[Begin Available data]
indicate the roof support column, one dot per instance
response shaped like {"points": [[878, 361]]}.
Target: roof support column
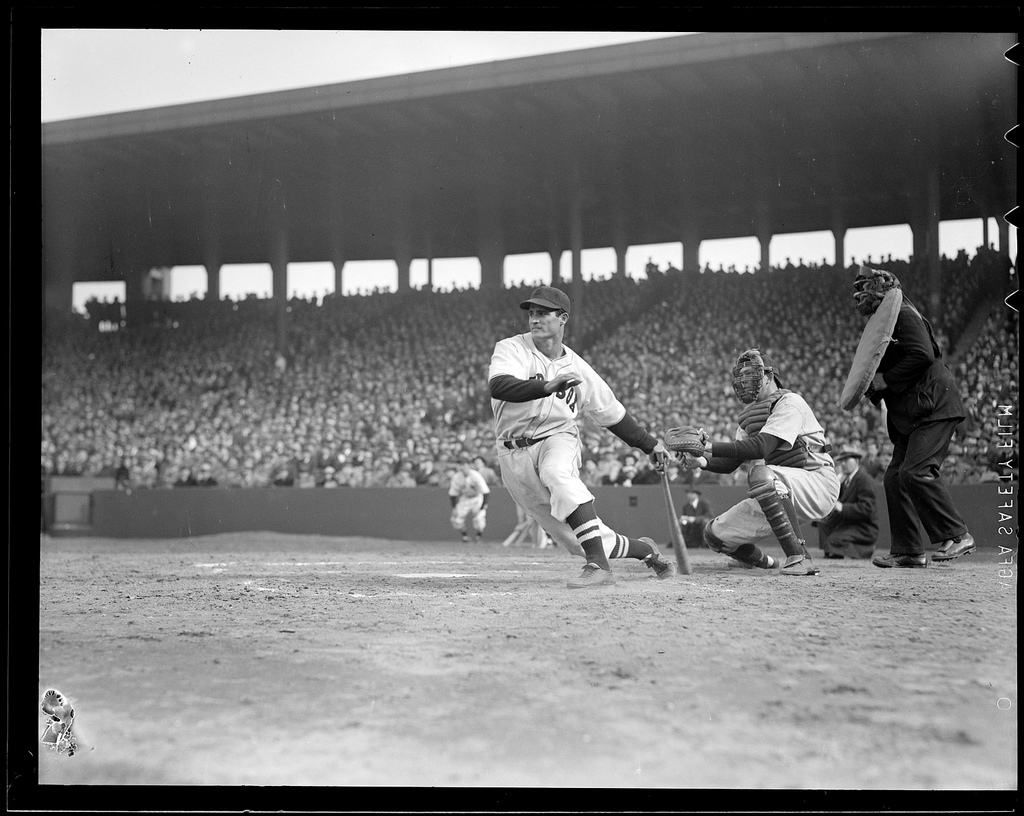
{"points": [[491, 252], [839, 233], [691, 250], [404, 260], [764, 238], [926, 242], [279, 265], [621, 260], [555, 254], [339, 277], [576, 242], [212, 280], [58, 277]]}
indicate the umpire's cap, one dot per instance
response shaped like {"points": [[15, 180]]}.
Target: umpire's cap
{"points": [[549, 297]]}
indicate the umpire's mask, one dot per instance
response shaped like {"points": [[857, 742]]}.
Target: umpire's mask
{"points": [[870, 286]]}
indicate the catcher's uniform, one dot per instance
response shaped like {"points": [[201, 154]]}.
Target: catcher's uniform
{"points": [[538, 443], [813, 486], [468, 486]]}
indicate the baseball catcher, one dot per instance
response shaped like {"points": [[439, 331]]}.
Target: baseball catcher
{"points": [[792, 476]]}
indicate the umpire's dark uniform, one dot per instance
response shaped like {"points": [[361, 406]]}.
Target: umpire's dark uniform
{"points": [[924, 409]]}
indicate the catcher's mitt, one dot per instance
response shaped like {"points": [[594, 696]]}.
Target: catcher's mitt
{"points": [[686, 440]]}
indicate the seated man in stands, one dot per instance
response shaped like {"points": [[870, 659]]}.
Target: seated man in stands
{"points": [[851, 529]]}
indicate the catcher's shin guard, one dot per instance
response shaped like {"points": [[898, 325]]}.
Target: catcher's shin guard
{"points": [[761, 487], [713, 542]]}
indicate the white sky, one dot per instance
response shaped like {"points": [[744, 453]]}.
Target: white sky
{"points": [[92, 72]]}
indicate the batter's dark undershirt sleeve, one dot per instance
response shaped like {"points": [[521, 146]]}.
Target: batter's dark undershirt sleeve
{"points": [[629, 430], [758, 445], [512, 389]]}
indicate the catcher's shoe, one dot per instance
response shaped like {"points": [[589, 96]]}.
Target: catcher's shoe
{"points": [[954, 548], [800, 565], [735, 563], [592, 575], [662, 567], [901, 559]]}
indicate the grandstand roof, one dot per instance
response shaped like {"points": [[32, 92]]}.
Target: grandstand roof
{"points": [[726, 133]]}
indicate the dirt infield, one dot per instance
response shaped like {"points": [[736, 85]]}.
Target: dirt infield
{"points": [[268, 659]]}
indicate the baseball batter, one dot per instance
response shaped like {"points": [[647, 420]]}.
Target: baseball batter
{"points": [[540, 389], [468, 492], [792, 478]]}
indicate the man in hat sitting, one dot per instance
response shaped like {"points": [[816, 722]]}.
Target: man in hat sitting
{"points": [[696, 513], [851, 529]]}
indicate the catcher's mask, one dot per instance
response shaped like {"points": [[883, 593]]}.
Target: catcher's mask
{"points": [[748, 375], [870, 286]]}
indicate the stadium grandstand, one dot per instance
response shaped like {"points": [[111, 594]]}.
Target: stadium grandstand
{"points": [[387, 389]]}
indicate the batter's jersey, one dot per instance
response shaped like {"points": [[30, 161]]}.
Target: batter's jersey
{"points": [[468, 485], [519, 357], [793, 418]]}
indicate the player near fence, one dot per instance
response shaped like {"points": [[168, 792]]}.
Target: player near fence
{"points": [[468, 494], [540, 390], [792, 477]]}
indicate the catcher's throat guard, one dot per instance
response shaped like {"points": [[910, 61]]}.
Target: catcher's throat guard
{"points": [[748, 375]]}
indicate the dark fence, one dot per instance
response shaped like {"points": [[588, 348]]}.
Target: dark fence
{"points": [[78, 508]]}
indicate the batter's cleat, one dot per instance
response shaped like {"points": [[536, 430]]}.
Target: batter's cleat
{"points": [[662, 567], [735, 563], [954, 548], [800, 565], [592, 575], [901, 559]]}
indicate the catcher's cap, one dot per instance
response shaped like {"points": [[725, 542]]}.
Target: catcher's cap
{"points": [[549, 297]]}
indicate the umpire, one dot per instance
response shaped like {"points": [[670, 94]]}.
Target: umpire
{"points": [[924, 409]]}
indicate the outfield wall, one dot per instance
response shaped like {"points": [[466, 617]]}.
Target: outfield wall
{"points": [[422, 513]]}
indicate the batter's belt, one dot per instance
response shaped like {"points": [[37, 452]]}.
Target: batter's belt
{"points": [[522, 441]]}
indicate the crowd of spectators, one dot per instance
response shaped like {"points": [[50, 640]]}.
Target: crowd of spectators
{"points": [[387, 389]]}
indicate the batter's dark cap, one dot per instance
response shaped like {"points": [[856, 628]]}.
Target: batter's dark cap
{"points": [[549, 297]]}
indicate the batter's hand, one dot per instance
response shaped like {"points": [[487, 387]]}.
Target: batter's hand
{"points": [[562, 383], [691, 462], [659, 457]]}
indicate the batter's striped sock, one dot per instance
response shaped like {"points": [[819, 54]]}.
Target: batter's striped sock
{"points": [[587, 527]]}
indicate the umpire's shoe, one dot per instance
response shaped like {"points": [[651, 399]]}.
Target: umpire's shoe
{"points": [[662, 567], [954, 548], [592, 575], [901, 559], [800, 565]]}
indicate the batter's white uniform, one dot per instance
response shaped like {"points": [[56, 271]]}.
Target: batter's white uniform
{"points": [[469, 486], [814, 489], [544, 478]]}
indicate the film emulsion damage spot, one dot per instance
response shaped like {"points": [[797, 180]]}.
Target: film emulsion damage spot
{"points": [[58, 734]]}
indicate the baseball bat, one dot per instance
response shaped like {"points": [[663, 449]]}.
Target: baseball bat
{"points": [[676, 532]]}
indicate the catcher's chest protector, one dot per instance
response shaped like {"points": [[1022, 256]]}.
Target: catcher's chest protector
{"points": [[753, 419]]}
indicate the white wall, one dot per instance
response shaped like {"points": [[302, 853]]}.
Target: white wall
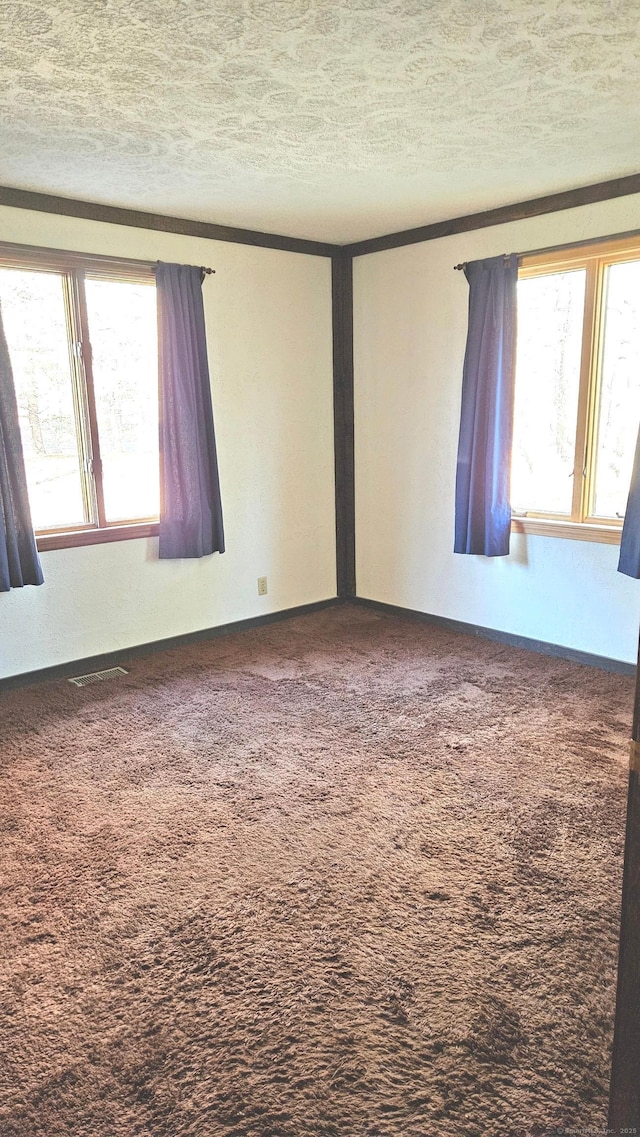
{"points": [[268, 324], [410, 312]]}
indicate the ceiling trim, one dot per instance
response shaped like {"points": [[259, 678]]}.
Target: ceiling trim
{"points": [[114, 215], [553, 202]]}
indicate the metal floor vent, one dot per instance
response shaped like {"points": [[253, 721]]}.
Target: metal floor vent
{"points": [[98, 677]]}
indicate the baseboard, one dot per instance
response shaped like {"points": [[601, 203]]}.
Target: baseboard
{"points": [[529, 645], [119, 657]]}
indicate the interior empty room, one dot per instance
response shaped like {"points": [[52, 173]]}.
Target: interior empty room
{"points": [[320, 559]]}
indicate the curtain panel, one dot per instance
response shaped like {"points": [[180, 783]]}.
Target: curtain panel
{"points": [[19, 563], [191, 521], [483, 513]]}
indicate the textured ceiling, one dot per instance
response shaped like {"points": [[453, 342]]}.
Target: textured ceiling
{"points": [[318, 118]]}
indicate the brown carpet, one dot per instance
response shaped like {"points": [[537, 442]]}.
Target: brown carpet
{"points": [[346, 874]]}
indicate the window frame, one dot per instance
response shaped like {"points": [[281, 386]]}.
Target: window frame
{"points": [[595, 258], [74, 267]]}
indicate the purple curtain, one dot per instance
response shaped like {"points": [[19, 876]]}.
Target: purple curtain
{"points": [[191, 523], [19, 563], [630, 545], [483, 512]]}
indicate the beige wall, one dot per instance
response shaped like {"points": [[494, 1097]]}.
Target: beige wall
{"points": [[268, 323], [410, 314]]}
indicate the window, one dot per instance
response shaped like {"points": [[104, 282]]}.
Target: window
{"points": [[82, 335], [576, 389]]}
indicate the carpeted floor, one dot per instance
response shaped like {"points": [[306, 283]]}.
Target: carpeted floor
{"points": [[346, 874]]}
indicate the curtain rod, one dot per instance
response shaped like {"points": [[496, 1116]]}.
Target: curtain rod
{"points": [[208, 272], [567, 245], [505, 255]]}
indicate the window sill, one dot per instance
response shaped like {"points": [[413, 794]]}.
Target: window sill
{"points": [[568, 530], [74, 538]]}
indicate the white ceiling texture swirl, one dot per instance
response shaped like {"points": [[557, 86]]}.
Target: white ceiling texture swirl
{"points": [[334, 121]]}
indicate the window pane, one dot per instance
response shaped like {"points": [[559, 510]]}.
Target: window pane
{"points": [[33, 312], [123, 332], [549, 343], [620, 395]]}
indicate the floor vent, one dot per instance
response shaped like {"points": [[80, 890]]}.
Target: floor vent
{"points": [[98, 677]]}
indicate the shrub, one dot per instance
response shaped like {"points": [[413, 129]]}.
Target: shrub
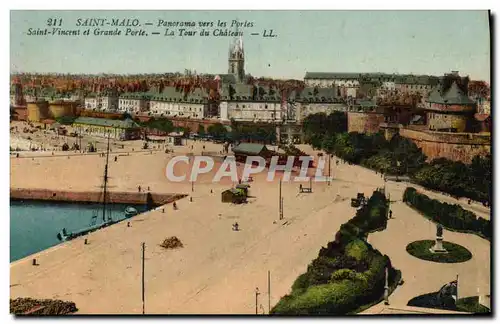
[End Available data]
**Description of the task**
Reproduce verbatim every line from the one containing "indicate the window pane, one" up to and including the final line of the entries, omitting the pictures.

**Answer for the task**
indicate the window pane, one dot per instance
response shaped like {"points": [[559, 510]]}.
Target: window pane
{"points": [[33, 312], [123, 332], [549, 343], [620, 395]]}
indicate the floor vent, one dot per instance
response shaped like {"points": [[80, 890]]}.
Target: floor vent
{"points": [[98, 677]]}
indicate the shrub, one dot per instance
response shaped like {"points": [[413, 129]]}.
Target: shrub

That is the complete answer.